▸ WHAT THE TASK REQUIRES: Count how many lines of the data below contain the string "instance", matching case exactly. Reply with only the number.
BEGIN DATA TO USE
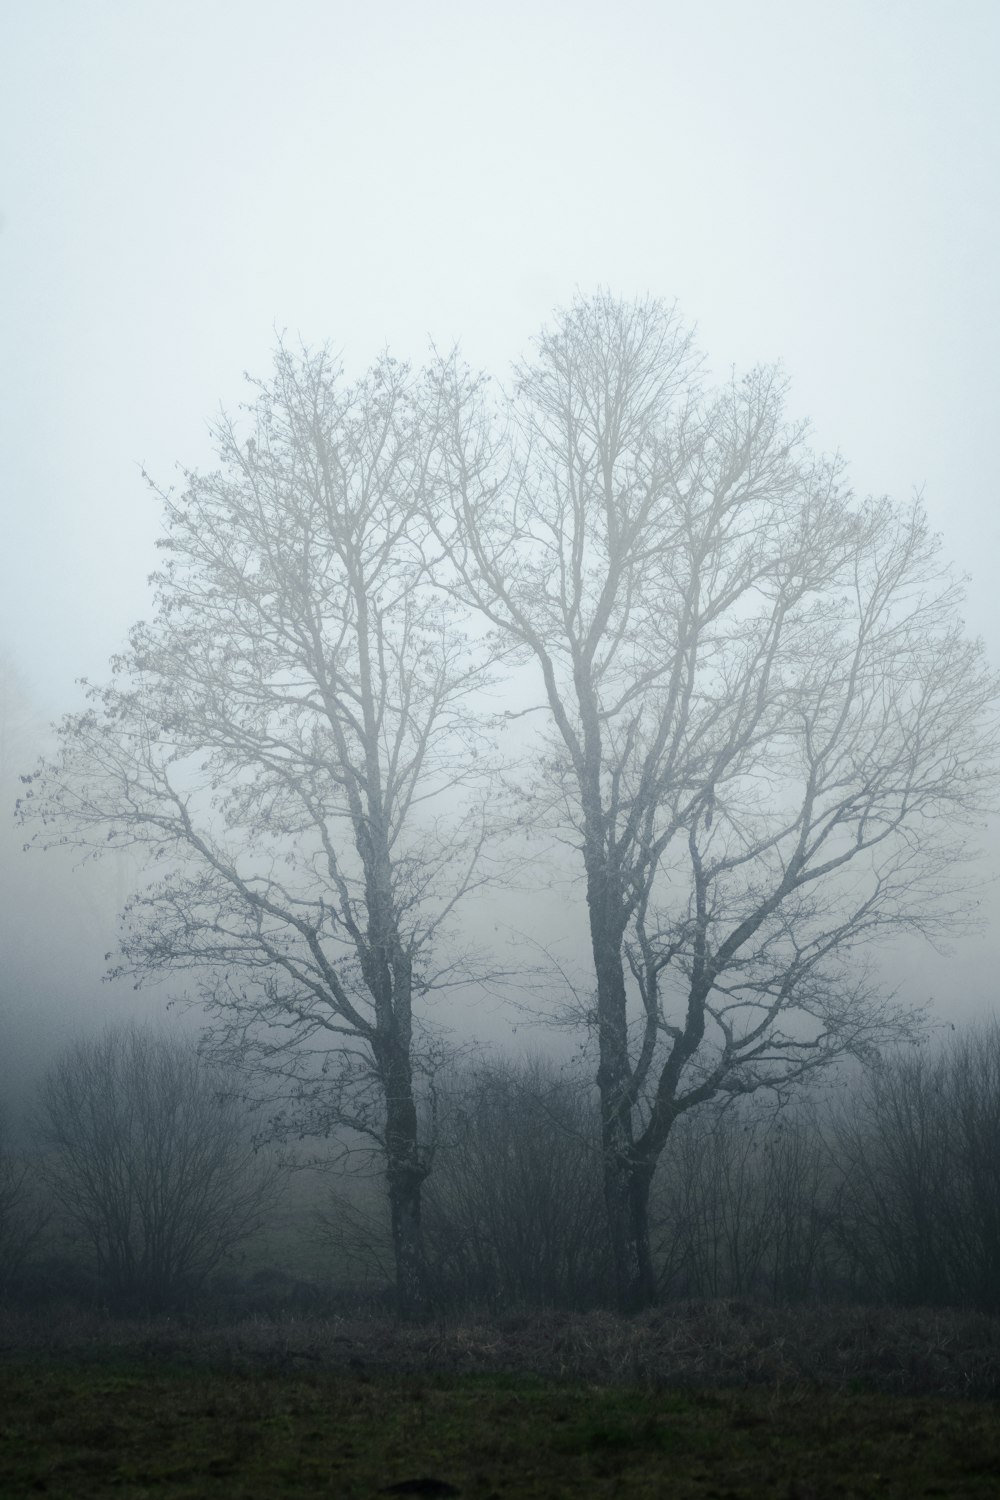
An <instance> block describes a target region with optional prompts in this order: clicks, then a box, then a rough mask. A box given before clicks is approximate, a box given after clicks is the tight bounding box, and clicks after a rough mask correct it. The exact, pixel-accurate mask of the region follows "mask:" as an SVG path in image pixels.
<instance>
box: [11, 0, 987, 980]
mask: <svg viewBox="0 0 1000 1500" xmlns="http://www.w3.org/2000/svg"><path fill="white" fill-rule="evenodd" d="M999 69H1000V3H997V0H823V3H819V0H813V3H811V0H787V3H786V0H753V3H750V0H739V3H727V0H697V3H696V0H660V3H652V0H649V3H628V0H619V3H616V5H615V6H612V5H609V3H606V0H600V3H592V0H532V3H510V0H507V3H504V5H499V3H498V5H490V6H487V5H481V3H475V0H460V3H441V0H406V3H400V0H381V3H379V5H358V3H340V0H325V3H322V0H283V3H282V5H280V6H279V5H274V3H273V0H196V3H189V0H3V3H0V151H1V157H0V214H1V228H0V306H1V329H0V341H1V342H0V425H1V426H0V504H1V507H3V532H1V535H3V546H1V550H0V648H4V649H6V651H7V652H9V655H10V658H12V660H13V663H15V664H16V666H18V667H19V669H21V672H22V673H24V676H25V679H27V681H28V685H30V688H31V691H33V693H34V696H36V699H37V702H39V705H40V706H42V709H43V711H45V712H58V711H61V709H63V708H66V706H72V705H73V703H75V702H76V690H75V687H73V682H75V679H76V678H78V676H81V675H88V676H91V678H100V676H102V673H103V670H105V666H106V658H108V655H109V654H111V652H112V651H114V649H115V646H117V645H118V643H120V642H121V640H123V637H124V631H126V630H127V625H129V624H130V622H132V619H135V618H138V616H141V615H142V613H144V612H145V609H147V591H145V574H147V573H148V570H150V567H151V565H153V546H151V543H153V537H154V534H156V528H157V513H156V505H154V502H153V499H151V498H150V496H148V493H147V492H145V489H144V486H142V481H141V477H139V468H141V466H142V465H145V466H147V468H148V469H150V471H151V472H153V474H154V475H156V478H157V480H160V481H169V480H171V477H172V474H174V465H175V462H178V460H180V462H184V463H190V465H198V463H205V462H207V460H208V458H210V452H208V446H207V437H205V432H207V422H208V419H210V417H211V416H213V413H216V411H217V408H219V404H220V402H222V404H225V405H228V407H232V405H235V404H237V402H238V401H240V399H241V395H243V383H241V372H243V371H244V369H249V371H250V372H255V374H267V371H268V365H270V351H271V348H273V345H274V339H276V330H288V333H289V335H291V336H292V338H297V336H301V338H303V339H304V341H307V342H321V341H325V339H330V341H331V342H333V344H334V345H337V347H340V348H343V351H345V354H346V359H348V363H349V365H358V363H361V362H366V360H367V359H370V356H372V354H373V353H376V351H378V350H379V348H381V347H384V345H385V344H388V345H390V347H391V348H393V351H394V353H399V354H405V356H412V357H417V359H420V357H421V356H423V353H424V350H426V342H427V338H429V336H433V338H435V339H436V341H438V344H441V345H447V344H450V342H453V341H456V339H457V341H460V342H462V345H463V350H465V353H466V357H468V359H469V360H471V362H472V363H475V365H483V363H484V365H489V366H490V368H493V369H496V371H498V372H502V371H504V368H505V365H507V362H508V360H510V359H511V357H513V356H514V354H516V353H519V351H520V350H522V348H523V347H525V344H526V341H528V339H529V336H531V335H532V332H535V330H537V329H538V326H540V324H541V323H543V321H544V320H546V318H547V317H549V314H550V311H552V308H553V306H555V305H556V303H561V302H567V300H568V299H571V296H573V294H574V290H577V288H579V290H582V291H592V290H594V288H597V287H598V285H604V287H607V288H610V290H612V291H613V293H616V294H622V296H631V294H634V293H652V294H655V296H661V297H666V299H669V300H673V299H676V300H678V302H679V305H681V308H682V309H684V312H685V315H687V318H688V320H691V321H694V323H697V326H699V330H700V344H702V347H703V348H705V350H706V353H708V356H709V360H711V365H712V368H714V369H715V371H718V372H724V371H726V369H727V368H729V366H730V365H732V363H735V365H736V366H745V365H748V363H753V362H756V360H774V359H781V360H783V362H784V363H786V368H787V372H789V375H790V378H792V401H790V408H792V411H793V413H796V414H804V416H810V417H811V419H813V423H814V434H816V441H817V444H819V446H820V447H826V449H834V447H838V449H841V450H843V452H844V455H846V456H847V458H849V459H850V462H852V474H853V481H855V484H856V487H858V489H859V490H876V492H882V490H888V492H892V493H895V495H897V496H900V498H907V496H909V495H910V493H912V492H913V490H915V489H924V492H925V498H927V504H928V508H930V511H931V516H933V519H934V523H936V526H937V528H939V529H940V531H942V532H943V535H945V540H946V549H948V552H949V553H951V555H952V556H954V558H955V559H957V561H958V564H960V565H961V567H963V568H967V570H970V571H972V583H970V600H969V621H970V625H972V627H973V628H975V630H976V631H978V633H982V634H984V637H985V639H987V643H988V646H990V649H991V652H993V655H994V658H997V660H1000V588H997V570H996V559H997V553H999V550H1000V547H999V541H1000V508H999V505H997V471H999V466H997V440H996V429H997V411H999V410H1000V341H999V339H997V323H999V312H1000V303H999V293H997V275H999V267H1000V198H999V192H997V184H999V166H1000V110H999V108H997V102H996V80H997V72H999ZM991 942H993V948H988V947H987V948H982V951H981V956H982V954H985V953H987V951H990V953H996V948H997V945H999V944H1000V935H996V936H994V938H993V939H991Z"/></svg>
END DATA TO USE
BEGIN DATA TO USE
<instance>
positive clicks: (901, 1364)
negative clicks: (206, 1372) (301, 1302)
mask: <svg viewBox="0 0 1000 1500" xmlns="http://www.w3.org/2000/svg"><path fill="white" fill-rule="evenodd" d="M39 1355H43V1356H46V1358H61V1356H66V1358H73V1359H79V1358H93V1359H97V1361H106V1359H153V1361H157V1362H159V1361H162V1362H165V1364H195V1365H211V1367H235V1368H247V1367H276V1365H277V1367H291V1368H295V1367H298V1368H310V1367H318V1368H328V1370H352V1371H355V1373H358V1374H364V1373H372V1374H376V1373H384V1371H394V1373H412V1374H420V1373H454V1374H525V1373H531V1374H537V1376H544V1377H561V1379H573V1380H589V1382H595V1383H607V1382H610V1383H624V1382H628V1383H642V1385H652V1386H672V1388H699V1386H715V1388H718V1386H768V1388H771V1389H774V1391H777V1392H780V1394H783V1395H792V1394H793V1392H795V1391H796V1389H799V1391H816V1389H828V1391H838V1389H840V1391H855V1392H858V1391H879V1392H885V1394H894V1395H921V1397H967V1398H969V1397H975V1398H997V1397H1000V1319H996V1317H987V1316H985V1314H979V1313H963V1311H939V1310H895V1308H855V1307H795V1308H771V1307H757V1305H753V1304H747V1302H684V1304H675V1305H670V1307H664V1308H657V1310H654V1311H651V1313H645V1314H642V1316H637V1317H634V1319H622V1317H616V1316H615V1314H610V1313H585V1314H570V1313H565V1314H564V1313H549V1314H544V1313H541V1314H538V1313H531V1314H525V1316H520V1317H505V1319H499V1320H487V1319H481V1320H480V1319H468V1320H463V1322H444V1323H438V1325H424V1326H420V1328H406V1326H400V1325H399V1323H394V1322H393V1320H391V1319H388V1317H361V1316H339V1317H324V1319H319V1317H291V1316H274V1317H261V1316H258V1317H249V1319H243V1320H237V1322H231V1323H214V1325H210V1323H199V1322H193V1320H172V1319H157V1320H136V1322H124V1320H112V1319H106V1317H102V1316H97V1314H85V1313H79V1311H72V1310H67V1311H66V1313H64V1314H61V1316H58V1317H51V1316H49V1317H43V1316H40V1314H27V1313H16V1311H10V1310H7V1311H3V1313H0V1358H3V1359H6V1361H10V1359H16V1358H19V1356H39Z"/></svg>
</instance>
END DATA TO USE
▸ EXPECTED ANSWER: 4